• GOAL OF THE EXERCISE
Exact repetition of every entry is required.
------------------------------
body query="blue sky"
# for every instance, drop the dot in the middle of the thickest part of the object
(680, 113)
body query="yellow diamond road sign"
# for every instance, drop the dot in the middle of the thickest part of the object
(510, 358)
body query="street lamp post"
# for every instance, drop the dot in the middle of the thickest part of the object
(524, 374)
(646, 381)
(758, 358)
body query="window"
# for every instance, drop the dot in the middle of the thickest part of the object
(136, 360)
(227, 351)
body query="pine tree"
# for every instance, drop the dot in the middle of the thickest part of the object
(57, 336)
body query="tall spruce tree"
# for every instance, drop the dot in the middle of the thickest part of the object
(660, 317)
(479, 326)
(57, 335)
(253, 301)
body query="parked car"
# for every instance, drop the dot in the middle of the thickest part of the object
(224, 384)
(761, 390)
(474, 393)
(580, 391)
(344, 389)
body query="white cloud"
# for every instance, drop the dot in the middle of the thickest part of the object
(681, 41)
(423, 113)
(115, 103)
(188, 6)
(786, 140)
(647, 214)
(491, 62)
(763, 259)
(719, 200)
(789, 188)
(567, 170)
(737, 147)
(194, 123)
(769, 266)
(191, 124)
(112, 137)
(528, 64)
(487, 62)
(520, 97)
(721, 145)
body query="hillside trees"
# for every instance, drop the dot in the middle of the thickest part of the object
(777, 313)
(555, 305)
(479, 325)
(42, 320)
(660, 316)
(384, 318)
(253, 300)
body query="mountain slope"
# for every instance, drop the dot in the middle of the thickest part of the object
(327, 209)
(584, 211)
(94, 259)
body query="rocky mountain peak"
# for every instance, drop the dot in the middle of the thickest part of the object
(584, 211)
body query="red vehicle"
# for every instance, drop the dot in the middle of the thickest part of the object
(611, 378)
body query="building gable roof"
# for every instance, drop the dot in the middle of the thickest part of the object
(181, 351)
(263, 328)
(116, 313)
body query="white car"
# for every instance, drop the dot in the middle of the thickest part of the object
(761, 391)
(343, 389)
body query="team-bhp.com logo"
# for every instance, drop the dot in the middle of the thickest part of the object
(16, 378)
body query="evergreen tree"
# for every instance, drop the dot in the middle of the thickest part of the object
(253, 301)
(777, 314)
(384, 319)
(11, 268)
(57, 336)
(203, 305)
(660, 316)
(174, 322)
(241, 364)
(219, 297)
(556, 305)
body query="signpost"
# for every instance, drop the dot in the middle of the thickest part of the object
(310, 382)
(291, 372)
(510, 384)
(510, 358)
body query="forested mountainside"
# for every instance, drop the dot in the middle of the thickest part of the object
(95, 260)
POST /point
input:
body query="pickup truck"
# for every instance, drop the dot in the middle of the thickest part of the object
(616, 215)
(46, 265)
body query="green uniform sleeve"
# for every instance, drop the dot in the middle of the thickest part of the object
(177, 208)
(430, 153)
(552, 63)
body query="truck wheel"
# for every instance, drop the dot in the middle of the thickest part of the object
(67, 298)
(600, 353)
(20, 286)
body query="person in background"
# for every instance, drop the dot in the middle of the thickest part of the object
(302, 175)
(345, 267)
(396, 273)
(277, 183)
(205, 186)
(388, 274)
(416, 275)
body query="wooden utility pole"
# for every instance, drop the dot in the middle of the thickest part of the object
------------------------------
• TASK SOLUTION
body query="blue sky"
# for every instance, drop the dot in the middle of the thickest part of the object
(680, 113)
body query="yellow diamond road sign"
# for every instance, drop the dot in the middle of the thickest part of the object
(510, 358)
body query="street lamp post"
# for every instance, drop the dot in the middle of the thickest part of the object
(524, 374)
(646, 381)
(758, 358)
body query="window"
# for every instance, drop the dot in the middle of the thickest part of the object
(136, 360)
(227, 351)
body query="pine tree"
# for every instance, drop the dot in the middle of the thickest part of the object
(57, 336)
body query="tall spruce tree"
# for every instance, drop the dot in the middle of the thickest part of the object
(660, 317)
(479, 326)
(57, 335)
(253, 301)
body query="parked car"
# for every instance, drop the dot in the middle of the thickest part of the object
(224, 384)
(761, 390)
(474, 393)
(580, 391)
(344, 389)
body query="white cloud"
# for every instance, drop the dot in the middle of the thickest part of the object
(681, 41)
(423, 113)
(115, 103)
(188, 6)
(786, 140)
(647, 214)
(491, 62)
(763, 259)
(719, 200)
(789, 188)
(567, 170)
(737, 147)
(194, 123)
(769, 266)
(191, 124)
(112, 137)
(528, 64)
(487, 62)
(520, 97)
(721, 145)
body query="hillside trees"
# for every instance, drop the dot in the middle of the thickest part of the object
(777, 313)
(555, 305)
(479, 325)
(42, 320)
(660, 316)
(384, 318)
(253, 300)
body query="mountain slope"
# for every instance, drop the dot in the middle of the thickest part of the object
(327, 209)
(584, 211)
(94, 259)
body query="rocky mountain peak"
# for every instance, drop the dot in the middle of the thickest part of the object
(584, 211)
body query="red vehicle"
# for every instance, drop the dot in the middle of the thickest part of the object
(611, 378)
body query="building gable roof"
# for every instance, drop the dot in the middle of the thickest part of the object
(181, 351)
(263, 328)
(116, 313)
body query="white car"
# for every instance, drop the dot in the middle of the thickest part of the object
(761, 391)
(343, 389)
body query="team-bhp.com logo"
# for every instance, drop the dot in the middle of the thickest part of the object
(16, 378)
body query="evergreen tree"
# for every instance, drop the dot in the middle of the thickest part of the object
(253, 301)
(777, 314)
(384, 319)
(11, 268)
(57, 336)
(203, 305)
(660, 316)
(174, 322)
(241, 364)
(219, 297)
(556, 305)
body query="signpost"
# for every instance, drop the dot in the middle of the thickest part of the object
(310, 382)
(291, 372)
(510, 384)
(510, 358)
body query="forested mountainside"
# for every instance, drop the dot in the middle of the thickest part of the object
(95, 260)
POST /point
input:
body query="pickup truck"
# for every instance, drop the dot in the middle of the thickest part of the object
(616, 215)
(46, 265)
body query="green uniform sleeve"
# for every instance, drop the dot in the middle of the thickest part of the object
(177, 208)
(430, 153)
(552, 63)
body query="truck wheel"
# for every instance, drop the dot in the middle of the thickest part of the object
(67, 298)
(600, 353)
(20, 286)
body query="person in background"
# for every instance, drop the dot in the middle of the thickest part of the object
(302, 175)
(345, 267)
(396, 273)
(277, 183)
(205, 186)
(388, 274)
(416, 275)
body query="wooden utility pole"
# for every instance, drop the dot in the middle of the thickest part of the object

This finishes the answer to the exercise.